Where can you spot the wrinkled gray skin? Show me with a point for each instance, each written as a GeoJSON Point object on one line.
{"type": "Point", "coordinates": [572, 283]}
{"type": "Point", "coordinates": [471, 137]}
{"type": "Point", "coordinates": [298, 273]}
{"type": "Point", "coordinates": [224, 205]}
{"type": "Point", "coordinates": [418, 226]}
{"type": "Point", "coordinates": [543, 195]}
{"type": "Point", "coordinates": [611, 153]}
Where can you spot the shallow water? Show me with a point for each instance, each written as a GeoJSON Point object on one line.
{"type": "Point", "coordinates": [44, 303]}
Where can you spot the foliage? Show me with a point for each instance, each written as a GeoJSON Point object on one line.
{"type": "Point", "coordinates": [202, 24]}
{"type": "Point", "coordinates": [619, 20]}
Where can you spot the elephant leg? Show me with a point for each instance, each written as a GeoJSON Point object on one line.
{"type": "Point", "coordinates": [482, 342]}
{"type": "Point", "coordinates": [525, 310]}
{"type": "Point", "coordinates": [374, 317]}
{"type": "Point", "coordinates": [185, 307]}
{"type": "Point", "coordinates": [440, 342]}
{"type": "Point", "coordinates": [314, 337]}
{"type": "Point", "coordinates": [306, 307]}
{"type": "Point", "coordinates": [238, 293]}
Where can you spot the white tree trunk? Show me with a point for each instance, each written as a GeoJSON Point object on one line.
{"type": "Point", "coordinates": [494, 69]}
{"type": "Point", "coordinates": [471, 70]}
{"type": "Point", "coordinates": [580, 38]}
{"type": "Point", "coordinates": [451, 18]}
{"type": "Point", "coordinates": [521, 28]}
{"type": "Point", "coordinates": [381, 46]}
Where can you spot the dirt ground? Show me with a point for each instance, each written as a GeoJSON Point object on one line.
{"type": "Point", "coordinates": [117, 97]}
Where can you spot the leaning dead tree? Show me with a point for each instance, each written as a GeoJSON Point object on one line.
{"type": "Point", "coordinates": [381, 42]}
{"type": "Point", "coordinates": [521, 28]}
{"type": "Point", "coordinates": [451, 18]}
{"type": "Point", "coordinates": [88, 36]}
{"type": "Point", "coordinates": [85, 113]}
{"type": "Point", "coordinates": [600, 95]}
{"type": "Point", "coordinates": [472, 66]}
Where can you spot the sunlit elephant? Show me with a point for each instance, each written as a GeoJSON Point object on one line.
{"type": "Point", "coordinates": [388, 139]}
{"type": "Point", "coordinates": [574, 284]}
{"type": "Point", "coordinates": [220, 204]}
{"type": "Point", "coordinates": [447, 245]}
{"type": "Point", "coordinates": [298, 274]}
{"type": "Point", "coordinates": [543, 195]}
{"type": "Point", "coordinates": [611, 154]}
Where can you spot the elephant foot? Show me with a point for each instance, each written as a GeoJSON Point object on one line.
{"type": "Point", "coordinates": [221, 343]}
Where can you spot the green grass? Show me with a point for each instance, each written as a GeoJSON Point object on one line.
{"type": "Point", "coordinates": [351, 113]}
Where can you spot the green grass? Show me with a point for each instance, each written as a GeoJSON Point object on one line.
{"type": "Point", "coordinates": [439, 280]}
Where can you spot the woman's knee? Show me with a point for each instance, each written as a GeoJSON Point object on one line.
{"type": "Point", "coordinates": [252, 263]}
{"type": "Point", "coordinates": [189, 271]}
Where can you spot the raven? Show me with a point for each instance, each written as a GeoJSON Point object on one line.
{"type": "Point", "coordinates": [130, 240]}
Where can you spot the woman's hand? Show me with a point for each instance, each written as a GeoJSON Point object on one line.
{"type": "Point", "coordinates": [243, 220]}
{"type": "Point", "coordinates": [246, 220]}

★ ★ ★

◆ **Your objective**:
Rewrite every one of the lines above with "spot" changed to "locate" and nothing else altered.

◆ **Completed exercise**:
Where can you locate the wrinkled gray skin? Show me with a point for each instance, each written as a GeoJSON Point object on one line.
{"type": "Point", "coordinates": [572, 283]}
{"type": "Point", "coordinates": [471, 137]}
{"type": "Point", "coordinates": [298, 273]}
{"type": "Point", "coordinates": [224, 205]}
{"type": "Point", "coordinates": [418, 226]}
{"type": "Point", "coordinates": [543, 195]}
{"type": "Point", "coordinates": [611, 153]}
Where can you locate the shallow water? Show me with a point for each instance, each written as a GeoJSON Point object on one line.
{"type": "Point", "coordinates": [44, 303]}
Where can you locate the foliage? Show me with a point for each instance, each written as a GeoJSON Point object on one line.
{"type": "Point", "coordinates": [202, 24]}
{"type": "Point", "coordinates": [619, 20]}
Where can you locate the elephant leg? Show me with a point for each instance, each written as a GeoJSON Point object on one line.
{"type": "Point", "coordinates": [482, 342]}
{"type": "Point", "coordinates": [525, 310]}
{"type": "Point", "coordinates": [374, 317]}
{"type": "Point", "coordinates": [185, 307]}
{"type": "Point", "coordinates": [440, 342]}
{"type": "Point", "coordinates": [314, 337]}
{"type": "Point", "coordinates": [306, 307]}
{"type": "Point", "coordinates": [238, 293]}
Where can you locate the white tree trunk? Show me with a point for each instance, each written as a GeoJSON Point object on one line.
{"type": "Point", "coordinates": [494, 69]}
{"type": "Point", "coordinates": [471, 70]}
{"type": "Point", "coordinates": [580, 38]}
{"type": "Point", "coordinates": [451, 18]}
{"type": "Point", "coordinates": [521, 28]}
{"type": "Point", "coordinates": [381, 46]}
Where can you locate the dirt ground? Show me with a point for each instance, each written as a GeoJSON Point object on one line.
{"type": "Point", "coordinates": [117, 97]}
Where can you locate the leaning dead tree? Show me with a point for each instance, each written as a GeoJSON Point object on one line.
{"type": "Point", "coordinates": [381, 42]}
{"type": "Point", "coordinates": [521, 28]}
{"type": "Point", "coordinates": [451, 18]}
{"type": "Point", "coordinates": [88, 36]}
{"type": "Point", "coordinates": [85, 113]}
{"type": "Point", "coordinates": [600, 95]}
{"type": "Point", "coordinates": [472, 66]}
Where can you locate the sunlit elephant? Show me with a point for each instance, each written as a GeoJSON Point object on one line.
{"type": "Point", "coordinates": [388, 139]}
{"type": "Point", "coordinates": [574, 284]}
{"type": "Point", "coordinates": [220, 204]}
{"type": "Point", "coordinates": [447, 245]}
{"type": "Point", "coordinates": [298, 274]}
{"type": "Point", "coordinates": [543, 195]}
{"type": "Point", "coordinates": [611, 154]}
Where can you locate the elephant foot? Show me with a point for each instance, each written as a GeoJSON Point object on one line.
{"type": "Point", "coordinates": [221, 343]}
Where can you locate the green grass? Show me with a point for each instance, each written as a GeoJSON Point object on one line.
{"type": "Point", "coordinates": [351, 113]}
Where can you locate the green grass? Show me with a point for each instance, each written as a GeoJSON Point object on one line.
{"type": "Point", "coordinates": [439, 280]}
Where can you locate the woman's knee? Show me with a point for each instance, each written as a GeoJSON Point object on one line.
{"type": "Point", "coordinates": [252, 263]}
{"type": "Point", "coordinates": [189, 271]}
Where can you locate the raven? Show me with a point for each instance, each written as a GeoJSON Point object on one line.
{"type": "Point", "coordinates": [130, 240]}
Where can you locate the woman's hand? Show me with a point for each instance, each written as a GeoJSON Point object on one line.
{"type": "Point", "coordinates": [243, 220]}
{"type": "Point", "coordinates": [246, 220]}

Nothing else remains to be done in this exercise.